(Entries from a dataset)
^^^^^^^^^^^^^^^^

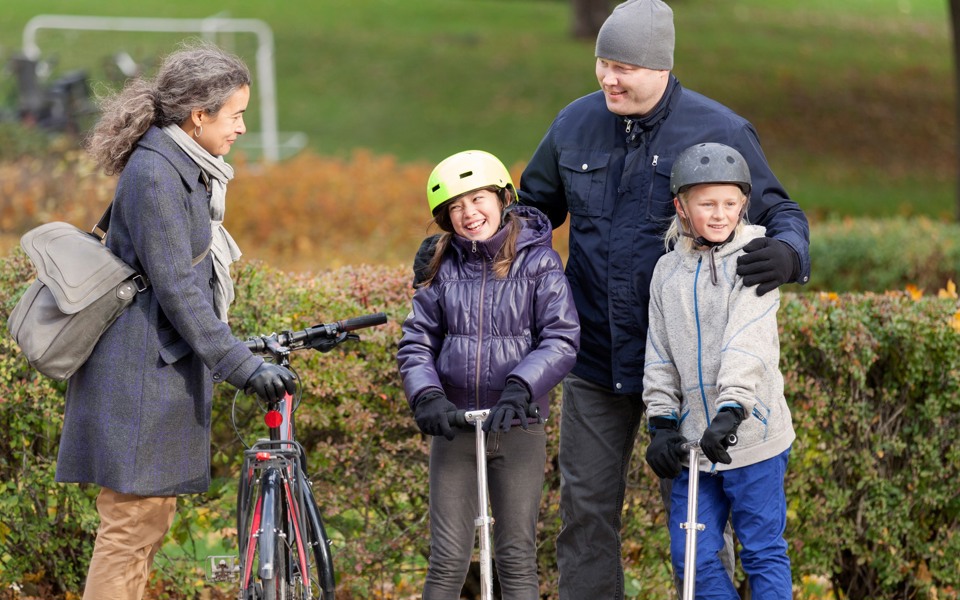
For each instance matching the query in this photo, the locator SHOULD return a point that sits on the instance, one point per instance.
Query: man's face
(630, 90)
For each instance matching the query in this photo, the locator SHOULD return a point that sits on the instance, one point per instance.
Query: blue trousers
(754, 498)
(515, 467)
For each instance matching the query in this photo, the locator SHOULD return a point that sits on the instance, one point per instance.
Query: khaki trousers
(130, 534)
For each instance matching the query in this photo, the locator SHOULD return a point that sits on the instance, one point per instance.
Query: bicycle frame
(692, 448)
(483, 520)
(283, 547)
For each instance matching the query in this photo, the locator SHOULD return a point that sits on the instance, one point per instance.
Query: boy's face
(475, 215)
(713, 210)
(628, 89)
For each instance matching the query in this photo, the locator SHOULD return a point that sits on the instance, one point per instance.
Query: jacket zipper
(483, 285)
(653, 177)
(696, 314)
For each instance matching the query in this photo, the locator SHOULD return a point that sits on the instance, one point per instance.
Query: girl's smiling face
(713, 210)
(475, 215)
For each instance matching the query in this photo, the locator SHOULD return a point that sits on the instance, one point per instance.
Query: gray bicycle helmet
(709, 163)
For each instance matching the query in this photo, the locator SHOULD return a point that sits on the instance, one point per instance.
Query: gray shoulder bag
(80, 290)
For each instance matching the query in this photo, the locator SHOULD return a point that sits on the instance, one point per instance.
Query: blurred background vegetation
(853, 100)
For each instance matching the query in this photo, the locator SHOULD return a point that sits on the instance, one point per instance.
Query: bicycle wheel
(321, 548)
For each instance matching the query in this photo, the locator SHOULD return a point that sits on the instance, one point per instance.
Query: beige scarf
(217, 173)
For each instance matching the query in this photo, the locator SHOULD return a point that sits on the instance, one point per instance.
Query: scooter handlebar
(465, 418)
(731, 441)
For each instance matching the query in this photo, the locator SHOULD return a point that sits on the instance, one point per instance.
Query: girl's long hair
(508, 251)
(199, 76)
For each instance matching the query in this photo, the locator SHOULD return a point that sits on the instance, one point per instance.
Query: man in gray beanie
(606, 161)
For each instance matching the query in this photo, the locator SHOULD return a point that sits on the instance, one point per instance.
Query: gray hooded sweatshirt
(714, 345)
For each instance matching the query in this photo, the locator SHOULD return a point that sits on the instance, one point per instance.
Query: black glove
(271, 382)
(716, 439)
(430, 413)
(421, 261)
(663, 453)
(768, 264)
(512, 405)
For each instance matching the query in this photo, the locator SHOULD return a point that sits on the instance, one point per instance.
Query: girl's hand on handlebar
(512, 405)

^^^^^^^^^^^^^^^^

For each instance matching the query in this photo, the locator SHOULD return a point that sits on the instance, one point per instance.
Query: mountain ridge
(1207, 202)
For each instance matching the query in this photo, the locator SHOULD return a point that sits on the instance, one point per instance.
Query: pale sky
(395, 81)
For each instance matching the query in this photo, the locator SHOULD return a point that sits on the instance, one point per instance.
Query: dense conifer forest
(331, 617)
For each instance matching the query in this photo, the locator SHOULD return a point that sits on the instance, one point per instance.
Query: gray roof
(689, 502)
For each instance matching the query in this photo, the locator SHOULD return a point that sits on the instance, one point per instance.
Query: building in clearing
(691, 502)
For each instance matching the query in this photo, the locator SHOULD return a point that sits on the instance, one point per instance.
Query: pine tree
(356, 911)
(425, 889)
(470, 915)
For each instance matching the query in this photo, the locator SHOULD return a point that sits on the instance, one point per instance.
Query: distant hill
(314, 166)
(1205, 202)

^^^^^^^^^^^^^^^^

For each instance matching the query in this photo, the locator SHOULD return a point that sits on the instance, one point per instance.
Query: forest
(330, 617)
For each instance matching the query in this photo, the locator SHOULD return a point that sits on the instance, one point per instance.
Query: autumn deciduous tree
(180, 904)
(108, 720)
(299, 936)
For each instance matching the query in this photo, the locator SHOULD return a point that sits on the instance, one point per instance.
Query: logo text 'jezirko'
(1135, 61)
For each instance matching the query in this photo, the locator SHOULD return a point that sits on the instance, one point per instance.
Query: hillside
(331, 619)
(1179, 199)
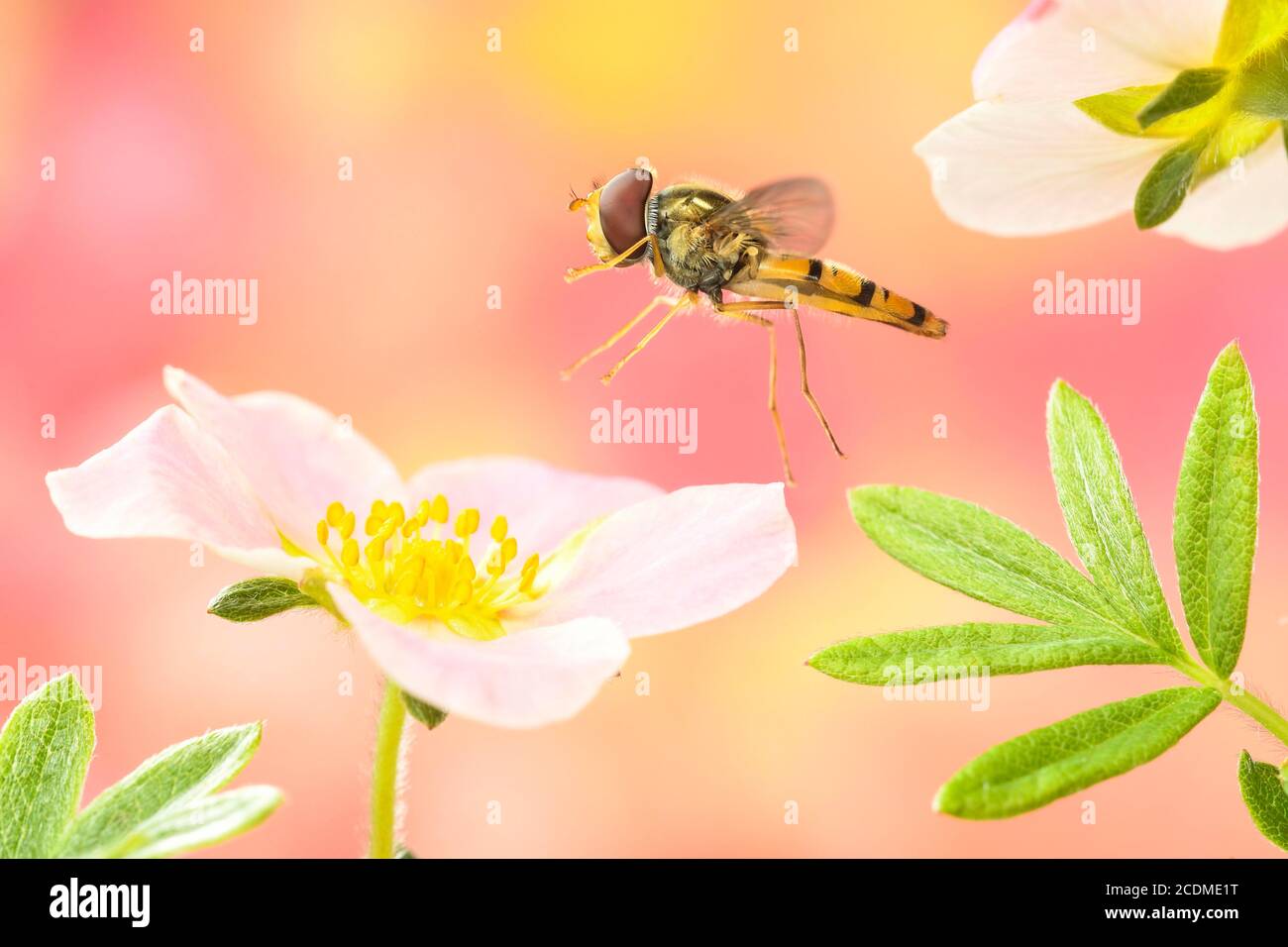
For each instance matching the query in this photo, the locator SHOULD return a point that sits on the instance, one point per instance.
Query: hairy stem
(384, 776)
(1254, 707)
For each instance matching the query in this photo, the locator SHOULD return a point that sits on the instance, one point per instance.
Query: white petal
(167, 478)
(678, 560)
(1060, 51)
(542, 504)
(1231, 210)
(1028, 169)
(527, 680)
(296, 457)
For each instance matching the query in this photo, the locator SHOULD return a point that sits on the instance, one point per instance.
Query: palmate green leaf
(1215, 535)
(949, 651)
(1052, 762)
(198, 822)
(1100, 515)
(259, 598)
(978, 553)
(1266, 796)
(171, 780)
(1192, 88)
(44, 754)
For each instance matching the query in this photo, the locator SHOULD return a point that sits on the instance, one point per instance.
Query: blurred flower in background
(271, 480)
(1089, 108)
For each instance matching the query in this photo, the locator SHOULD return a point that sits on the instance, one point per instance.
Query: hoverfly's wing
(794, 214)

^^^^^^^^^^^^^^^^

▶ **Stated exercise**
Show each line of the records above that contains the word "girl".

▶ **Correct response**
Query: girl's smiling face
Query: girl's long hair
Query: girl's hand on handlebar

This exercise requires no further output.